Task goal – The entries below hold a line with "Basketball game film review: mark the gallery" and a line with "Basketball game film review: mark the metal". Return those lines and all that lie between them, exactly and only.

Information given –
┌────────

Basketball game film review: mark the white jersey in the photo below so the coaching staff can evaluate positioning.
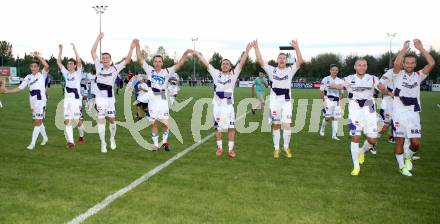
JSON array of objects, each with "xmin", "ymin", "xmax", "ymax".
[
  {"xmin": 379, "ymin": 69, "xmax": 395, "ymax": 102},
  {"xmin": 208, "ymin": 65, "xmax": 241, "ymax": 105},
  {"xmin": 263, "ymin": 63, "xmax": 299, "ymax": 100},
  {"xmin": 19, "ymin": 70, "xmax": 48, "ymax": 102},
  {"xmin": 392, "ymin": 70, "xmax": 427, "ymax": 112},
  {"xmin": 61, "ymin": 67, "xmax": 83, "ymax": 99},
  {"xmin": 320, "ymin": 75, "xmax": 343, "ymax": 101},
  {"xmin": 343, "ymin": 74, "xmax": 379, "ymax": 101},
  {"xmin": 94, "ymin": 58, "xmax": 125, "ymax": 99},
  {"xmin": 142, "ymin": 62, "xmax": 177, "ymax": 100}
]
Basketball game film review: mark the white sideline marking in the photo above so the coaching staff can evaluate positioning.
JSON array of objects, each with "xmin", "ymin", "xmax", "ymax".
[{"xmin": 66, "ymin": 111, "xmax": 250, "ymax": 224}]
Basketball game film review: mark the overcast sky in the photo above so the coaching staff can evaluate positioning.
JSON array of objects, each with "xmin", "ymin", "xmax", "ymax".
[{"xmin": 2, "ymin": 0, "xmax": 439, "ymax": 63}]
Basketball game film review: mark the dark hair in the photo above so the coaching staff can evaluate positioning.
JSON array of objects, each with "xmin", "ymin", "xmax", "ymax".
[
  {"xmin": 355, "ymin": 58, "xmax": 367, "ymax": 64},
  {"xmin": 329, "ymin": 64, "xmax": 339, "ymax": 69},
  {"xmin": 67, "ymin": 58, "xmax": 77, "ymax": 65},
  {"xmin": 91, "ymin": 67, "xmax": 96, "ymax": 75},
  {"xmin": 30, "ymin": 60, "xmax": 40, "ymax": 66},
  {"xmin": 153, "ymin": 55, "xmax": 163, "ymax": 61},
  {"xmin": 102, "ymin": 52, "xmax": 112, "ymax": 59},
  {"xmin": 221, "ymin": 59, "xmax": 232, "ymax": 66},
  {"xmin": 403, "ymin": 53, "xmax": 417, "ymax": 62}
]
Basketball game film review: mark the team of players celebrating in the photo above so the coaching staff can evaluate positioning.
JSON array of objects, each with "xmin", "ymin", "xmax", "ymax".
[{"xmin": 0, "ymin": 34, "xmax": 435, "ymax": 177}]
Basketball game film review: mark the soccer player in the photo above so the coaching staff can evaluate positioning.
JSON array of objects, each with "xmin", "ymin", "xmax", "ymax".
[
  {"xmin": 319, "ymin": 64, "xmax": 344, "ymax": 140},
  {"xmin": 134, "ymin": 39, "xmax": 192, "ymax": 151},
  {"xmin": 253, "ymin": 39, "xmax": 304, "ymax": 158},
  {"xmin": 193, "ymin": 43, "xmax": 252, "ymax": 158},
  {"xmin": 0, "ymin": 52, "xmax": 49, "ymax": 150},
  {"xmin": 333, "ymin": 59, "xmax": 380, "ymax": 176},
  {"xmin": 251, "ymin": 72, "xmax": 268, "ymax": 114},
  {"xmin": 136, "ymin": 75, "xmax": 150, "ymax": 120},
  {"xmin": 383, "ymin": 40, "xmax": 435, "ymax": 176},
  {"xmin": 167, "ymin": 74, "xmax": 180, "ymax": 107},
  {"xmin": 91, "ymin": 32, "xmax": 135, "ymax": 153},
  {"xmin": 56, "ymin": 43, "xmax": 86, "ymax": 148}
]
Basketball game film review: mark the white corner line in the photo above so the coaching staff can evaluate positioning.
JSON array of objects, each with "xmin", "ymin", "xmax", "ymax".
[{"xmin": 66, "ymin": 110, "xmax": 250, "ymax": 224}]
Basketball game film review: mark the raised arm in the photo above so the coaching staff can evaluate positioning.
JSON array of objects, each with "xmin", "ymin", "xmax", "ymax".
[
  {"xmin": 123, "ymin": 40, "xmax": 136, "ymax": 65},
  {"xmin": 57, "ymin": 44, "xmax": 64, "ymax": 69},
  {"xmin": 0, "ymin": 79, "xmax": 22, "ymax": 94},
  {"xmin": 236, "ymin": 43, "xmax": 252, "ymax": 71},
  {"xmin": 91, "ymin": 32, "xmax": 104, "ymax": 62},
  {"xmin": 134, "ymin": 39, "xmax": 144, "ymax": 66},
  {"xmin": 175, "ymin": 49, "xmax": 194, "ymax": 71},
  {"xmin": 252, "ymin": 39, "xmax": 265, "ymax": 66},
  {"xmin": 393, "ymin": 40, "xmax": 410, "ymax": 74},
  {"xmin": 33, "ymin": 52, "xmax": 49, "ymax": 72},
  {"xmin": 193, "ymin": 51, "xmax": 210, "ymax": 69},
  {"xmin": 290, "ymin": 39, "xmax": 304, "ymax": 68},
  {"xmin": 71, "ymin": 43, "xmax": 82, "ymax": 69},
  {"xmin": 413, "ymin": 39, "xmax": 436, "ymax": 75}
]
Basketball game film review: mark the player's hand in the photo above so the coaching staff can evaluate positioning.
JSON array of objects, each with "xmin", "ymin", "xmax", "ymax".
[
  {"xmin": 402, "ymin": 40, "xmax": 410, "ymax": 52},
  {"xmin": 413, "ymin": 39, "xmax": 424, "ymax": 51},
  {"xmin": 133, "ymin": 39, "xmax": 140, "ymax": 46},
  {"xmin": 32, "ymin": 51, "xmax": 41, "ymax": 58},
  {"xmin": 98, "ymin": 32, "xmax": 104, "ymax": 40},
  {"xmin": 290, "ymin": 39, "xmax": 299, "ymax": 49},
  {"xmin": 184, "ymin": 49, "xmax": 194, "ymax": 55},
  {"xmin": 59, "ymin": 44, "xmax": 63, "ymax": 51},
  {"xmin": 245, "ymin": 43, "xmax": 252, "ymax": 53},
  {"xmin": 130, "ymin": 40, "xmax": 136, "ymax": 49},
  {"xmin": 251, "ymin": 39, "xmax": 259, "ymax": 49},
  {"xmin": 71, "ymin": 43, "xmax": 76, "ymax": 49}
]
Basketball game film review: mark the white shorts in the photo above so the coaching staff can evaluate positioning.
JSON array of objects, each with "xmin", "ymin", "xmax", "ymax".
[
  {"xmin": 269, "ymin": 95, "xmax": 292, "ymax": 124},
  {"xmin": 393, "ymin": 109, "xmax": 421, "ymax": 138},
  {"xmin": 64, "ymin": 98, "xmax": 82, "ymax": 120},
  {"xmin": 96, "ymin": 97, "xmax": 116, "ymax": 118},
  {"xmin": 213, "ymin": 103, "xmax": 235, "ymax": 130},
  {"xmin": 30, "ymin": 100, "xmax": 46, "ymax": 120},
  {"xmin": 348, "ymin": 101, "xmax": 378, "ymax": 138},
  {"xmin": 380, "ymin": 97, "xmax": 393, "ymax": 125},
  {"xmin": 148, "ymin": 98, "xmax": 169, "ymax": 121},
  {"xmin": 323, "ymin": 98, "xmax": 342, "ymax": 118}
]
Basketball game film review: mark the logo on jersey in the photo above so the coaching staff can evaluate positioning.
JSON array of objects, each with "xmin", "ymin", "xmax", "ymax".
[
  {"xmin": 402, "ymin": 82, "xmax": 418, "ymax": 89},
  {"xmin": 67, "ymin": 77, "xmax": 75, "ymax": 81},
  {"xmin": 273, "ymin": 75, "xmax": 288, "ymax": 81},
  {"xmin": 217, "ymin": 79, "xmax": 232, "ymax": 85},
  {"xmin": 29, "ymin": 78, "xmax": 39, "ymax": 86},
  {"xmin": 99, "ymin": 73, "xmax": 113, "ymax": 77},
  {"xmin": 151, "ymin": 75, "xmax": 165, "ymax": 85}
]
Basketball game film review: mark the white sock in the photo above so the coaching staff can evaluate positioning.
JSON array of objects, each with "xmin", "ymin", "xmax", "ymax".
[
  {"xmin": 97, "ymin": 123, "xmax": 106, "ymax": 144},
  {"xmin": 273, "ymin": 129, "xmax": 280, "ymax": 150},
  {"xmin": 332, "ymin": 120, "xmax": 338, "ymax": 137},
  {"xmin": 350, "ymin": 142, "xmax": 360, "ymax": 169},
  {"xmin": 228, "ymin": 141, "xmax": 234, "ymax": 151},
  {"xmin": 31, "ymin": 126, "xmax": 41, "ymax": 145},
  {"xmin": 40, "ymin": 123, "xmax": 48, "ymax": 141},
  {"xmin": 0, "ymin": 100, "xmax": 3, "ymax": 108},
  {"xmin": 320, "ymin": 118, "xmax": 327, "ymax": 132},
  {"xmin": 395, "ymin": 154, "xmax": 405, "ymax": 169},
  {"xmin": 216, "ymin": 140, "xmax": 222, "ymax": 149},
  {"xmin": 403, "ymin": 138, "xmax": 411, "ymax": 157},
  {"xmin": 360, "ymin": 140, "xmax": 372, "ymax": 154},
  {"xmin": 78, "ymin": 124, "xmax": 84, "ymax": 138},
  {"xmin": 283, "ymin": 129, "xmax": 291, "ymax": 150},
  {"xmin": 162, "ymin": 131, "xmax": 169, "ymax": 144},
  {"xmin": 109, "ymin": 123, "xmax": 116, "ymax": 140},
  {"xmin": 152, "ymin": 133, "xmax": 159, "ymax": 147},
  {"xmin": 65, "ymin": 125, "xmax": 74, "ymax": 143}
]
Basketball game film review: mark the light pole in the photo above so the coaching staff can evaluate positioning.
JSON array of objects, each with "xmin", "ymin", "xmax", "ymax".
[
  {"xmin": 191, "ymin": 37, "xmax": 198, "ymax": 79},
  {"xmin": 92, "ymin": 5, "xmax": 108, "ymax": 60},
  {"xmin": 386, "ymin": 33, "xmax": 397, "ymax": 68}
]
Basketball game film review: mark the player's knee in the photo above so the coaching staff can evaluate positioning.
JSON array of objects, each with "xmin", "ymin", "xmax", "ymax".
[
  {"xmin": 410, "ymin": 140, "xmax": 421, "ymax": 150},
  {"xmin": 64, "ymin": 120, "xmax": 70, "ymax": 125}
]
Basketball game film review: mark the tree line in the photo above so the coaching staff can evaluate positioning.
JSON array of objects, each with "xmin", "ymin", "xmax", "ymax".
[{"xmin": 1, "ymin": 40, "xmax": 439, "ymax": 81}]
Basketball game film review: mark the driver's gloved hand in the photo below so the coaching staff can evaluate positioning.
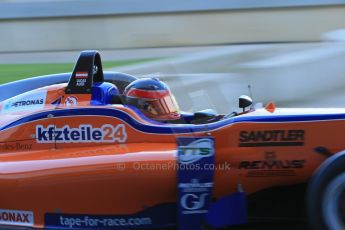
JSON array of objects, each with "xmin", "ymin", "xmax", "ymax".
[
  {"xmin": 191, "ymin": 109, "xmax": 220, "ymax": 124},
  {"xmin": 223, "ymin": 112, "xmax": 237, "ymax": 119}
]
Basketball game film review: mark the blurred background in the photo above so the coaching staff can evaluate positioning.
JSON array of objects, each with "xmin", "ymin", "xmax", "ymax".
[{"xmin": 1, "ymin": 0, "xmax": 345, "ymax": 114}]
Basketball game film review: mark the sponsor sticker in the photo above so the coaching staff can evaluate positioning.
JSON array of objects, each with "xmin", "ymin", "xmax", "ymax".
[
  {"xmin": 0, "ymin": 209, "xmax": 34, "ymax": 227},
  {"xmin": 75, "ymin": 72, "xmax": 88, "ymax": 78},
  {"xmin": 0, "ymin": 90, "xmax": 47, "ymax": 114},
  {"xmin": 178, "ymin": 139, "xmax": 214, "ymax": 164},
  {"xmin": 0, "ymin": 142, "xmax": 32, "ymax": 152},
  {"xmin": 45, "ymin": 213, "xmax": 153, "ymax": 229},
  {"xmin": 179, "ymin": 179, "xmax": 213, "ymax": 215},
  {"xmin": 36, "ymin": 124, "xmax": 127, "ymax": 144},
  {"xmin": 177, "ymin": 137, "xmax": 215, "ymax": 230},
  {"xmin": 238, "ymin": 152, "xmax": 306, "ymax": 177},
  {"xmin": 238, "ymin": 130, "xmax": 305, "ymax": 147},
  {"xmin": 75, "ymin": 72, "xmax": 88, "ymax": 87},
  {"xmin": 51, "ymin": 96, "xmax": 62, "ymax": 105},
  {"xmin": 64, "ymin": 96, "xmax": 78, "ymax": 107}
]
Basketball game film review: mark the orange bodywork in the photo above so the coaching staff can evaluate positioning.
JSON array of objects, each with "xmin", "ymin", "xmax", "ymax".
[{"xmin": 0, "ymin": 83, "xmax": 339, "ymax": 228}]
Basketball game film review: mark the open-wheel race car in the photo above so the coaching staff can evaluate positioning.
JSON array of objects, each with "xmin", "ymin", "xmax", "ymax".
[{"xmin": 0, "ymin": 50, "xmax": 344, "ymax": 230}]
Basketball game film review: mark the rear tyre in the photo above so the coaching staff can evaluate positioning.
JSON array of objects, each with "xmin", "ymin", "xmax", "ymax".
[{"xmin": 307, "ymin": 150, "xmax": 345, "ymax": 230}]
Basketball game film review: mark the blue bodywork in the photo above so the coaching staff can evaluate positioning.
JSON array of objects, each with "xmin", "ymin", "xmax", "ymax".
[
  {"xmin": 177, "ymin": 137, "xmax": 247, "ymax": 230},
  {"xmin": 91, "ymin": 82, "xmax": 119, "ymax": 106}
]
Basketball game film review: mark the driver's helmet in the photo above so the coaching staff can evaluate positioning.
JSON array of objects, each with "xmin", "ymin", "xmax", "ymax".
[{"xmin": 123, "ymin": 78, "xmax": 180, "ymax": 120}]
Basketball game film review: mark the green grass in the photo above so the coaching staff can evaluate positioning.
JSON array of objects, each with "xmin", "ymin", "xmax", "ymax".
[{"xmin": 0, "ymin": 59, "xmax": 153, "ymax": 85}]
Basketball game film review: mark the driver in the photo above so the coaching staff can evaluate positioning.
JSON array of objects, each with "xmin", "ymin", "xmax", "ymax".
[{"xmin": 123, "ymin": 78, "xmax": 181, "ymax": 121}]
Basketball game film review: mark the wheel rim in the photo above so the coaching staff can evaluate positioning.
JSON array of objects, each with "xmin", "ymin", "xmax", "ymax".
[{"xmin": 322, "ymin": 172, "xmax": 345, "ymax": 230}]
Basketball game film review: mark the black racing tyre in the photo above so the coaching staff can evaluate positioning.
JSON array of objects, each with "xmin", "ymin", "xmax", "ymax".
[{"xmin": 307, "ymin": 150, "xmax": 345, "ymax": 230}]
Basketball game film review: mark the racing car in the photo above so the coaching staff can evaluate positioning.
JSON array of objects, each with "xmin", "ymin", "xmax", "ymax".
[{"xmin": 0, "ymin": 50, "xmax": 344, "ymax": 230}]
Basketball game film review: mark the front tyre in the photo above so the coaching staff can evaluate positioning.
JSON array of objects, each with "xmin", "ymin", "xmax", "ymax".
[{"xmin": 307, "ymin": 151, "xmax": 345, "ymax": 230}]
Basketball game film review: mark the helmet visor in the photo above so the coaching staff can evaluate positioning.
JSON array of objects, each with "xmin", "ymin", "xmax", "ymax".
[
  {"xmin": 143, "ymin": 94, "xmax": 180, "ymax": 120},
  {"xmin": 126, "ymin": 87, "xmax": 180, "ymax": 120}
]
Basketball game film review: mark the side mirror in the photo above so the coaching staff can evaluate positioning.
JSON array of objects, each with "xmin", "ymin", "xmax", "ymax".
[{"xmin": 239, "ymin": 95, "xmax": 253, "ymax": 112}]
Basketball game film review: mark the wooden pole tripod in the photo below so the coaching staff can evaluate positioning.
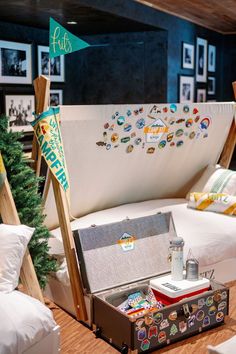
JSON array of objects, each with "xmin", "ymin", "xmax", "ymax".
[{"xmin": 33, "ymin": 75, "xmax": 87, "ymax": 321}]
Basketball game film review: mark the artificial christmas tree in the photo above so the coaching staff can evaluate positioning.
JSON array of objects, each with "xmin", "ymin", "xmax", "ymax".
[{"xmin": 0, "ymin": 115, "xmax": 57, "ymax": 288}]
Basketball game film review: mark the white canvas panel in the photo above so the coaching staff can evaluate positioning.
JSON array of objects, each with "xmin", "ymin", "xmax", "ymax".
[{"xmin": 44, "ymin": 102, "xmax": 234, "ymax": 229}]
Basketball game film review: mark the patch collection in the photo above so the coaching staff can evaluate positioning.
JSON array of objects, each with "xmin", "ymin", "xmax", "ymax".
[
  {"xmin": 96, "ymin": 104, "xmax": 212, "ymax": 153},
  {"xmin": 131, "ymin": 289, "xmax": 228, "ymax": 352}
]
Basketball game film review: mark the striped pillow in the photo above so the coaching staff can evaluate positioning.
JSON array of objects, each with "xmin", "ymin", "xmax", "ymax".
[{"xmin": 186, "ymin": 165, "xmax": 236, "ymax": 199}]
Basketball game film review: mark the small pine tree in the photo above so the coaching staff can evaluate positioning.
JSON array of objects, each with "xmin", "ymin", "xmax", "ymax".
[{"xmin": 0, "ymin": 115, "xmax": 57, "ymax": 288}]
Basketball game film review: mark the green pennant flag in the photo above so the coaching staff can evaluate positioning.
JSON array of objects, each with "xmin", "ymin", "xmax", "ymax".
[{"xmin": 49, "ymin": 17, "xmax": 90, "ymax": 58}]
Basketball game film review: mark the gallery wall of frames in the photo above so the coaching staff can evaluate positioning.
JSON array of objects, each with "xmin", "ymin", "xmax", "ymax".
[{"xmin": 179, "ymin": 38, "xmax": 217, "ymax": 104}]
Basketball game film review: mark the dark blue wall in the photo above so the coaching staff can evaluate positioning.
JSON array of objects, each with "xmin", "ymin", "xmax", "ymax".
[
  {"xmin": 0, "ymin": 0, "xmax": 235, "ymax": 106},
  {"xmin": 77, "ymin": 0, "xmax": 235, "ymax": 103}
]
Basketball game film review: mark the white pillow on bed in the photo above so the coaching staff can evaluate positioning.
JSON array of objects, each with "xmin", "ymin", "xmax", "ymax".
[
  {"xmin": 0, "ymin": 224, "xmax": 35, "ymax": 293},
  {"xmin": 186, "ymin": 165, "xmax": 236, "ymax": 199}
]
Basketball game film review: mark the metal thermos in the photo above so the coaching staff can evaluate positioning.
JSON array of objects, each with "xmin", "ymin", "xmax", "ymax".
[
  {"xmin": 186, "ymin": 258, "xmax": 199, "ymax": 281},
  {"xmin": 169, "ymin": 237, "xmax": 184, "ymax": 281}
]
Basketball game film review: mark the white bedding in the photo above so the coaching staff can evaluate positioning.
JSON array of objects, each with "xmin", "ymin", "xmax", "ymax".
[
  {"xmin": 49, "ymin": 198, "xmax": 236, "ymax": 286},
  {"xmin": 0, "ymin": 290, "xmax": 56, "ymax": 354}
]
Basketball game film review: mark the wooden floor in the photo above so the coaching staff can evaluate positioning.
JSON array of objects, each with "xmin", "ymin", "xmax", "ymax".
[{"xmin": 51, "ymin": 282, "xmax": 236, "ymax": 354}]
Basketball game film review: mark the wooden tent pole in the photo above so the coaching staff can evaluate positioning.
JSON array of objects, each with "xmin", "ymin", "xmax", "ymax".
[
  {"xmin": 0, "ymin": 172, "xmax": 44, "ymax": 303},
  {"xmin": 33, "ymin": 75, "xmax": 87, "ymax": 321},
  {"xmin": 218, "ymin": 82, "xmax": 236, "ymax": 168}
]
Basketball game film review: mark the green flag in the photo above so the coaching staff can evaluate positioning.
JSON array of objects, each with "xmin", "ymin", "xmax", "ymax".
[
  {"xmin": 0, "ymin": 152, "xmax": 6, "ymax": 190},
  {"xmin": 49, "ymin": 17, "xmax": 90, "ymax": 58}
]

└────────

Result of the exercise –
Basketball game film review: mark the gallery wall of frames in the photo above so the coaching staff can evaluate positioning.
JSON array of objects, each with "xmin", "ymin", "xmax", "ymax".
[{"xmin": 179, "ymin": 38, "xmax": 217, "ymax": 104}]
Basketball game film review: mark the dark blue wall in the photo above so the coaching staff can evaluate positioning.
JSON array of objects, each with "xmin", "ymin", "xmax", "ymax".
[
  {"xmin": 0, "ymin": 0, "xmax": 235, "ymax": 106},
  {"xmin": 77, "ymin": 0, "xmax": 235, "ymax": 103}
]
Basketball game film review: mark the white pillow on bed in the photo above so the coaching staff can evaluate positioning.
JSON array of objects, each with "xmin", "ymin", "xmax", "ymax".
[
  {"xmin": 0, "ymin": 224, "xmax": 35, "ymax": 293},
  {"xmin": 186, "ymin": 165, "xmax": 236, "ymax": 199}
]
Basketball game film review: mark the metal thermos in the photo above so the coaching staff can evaluate positioning.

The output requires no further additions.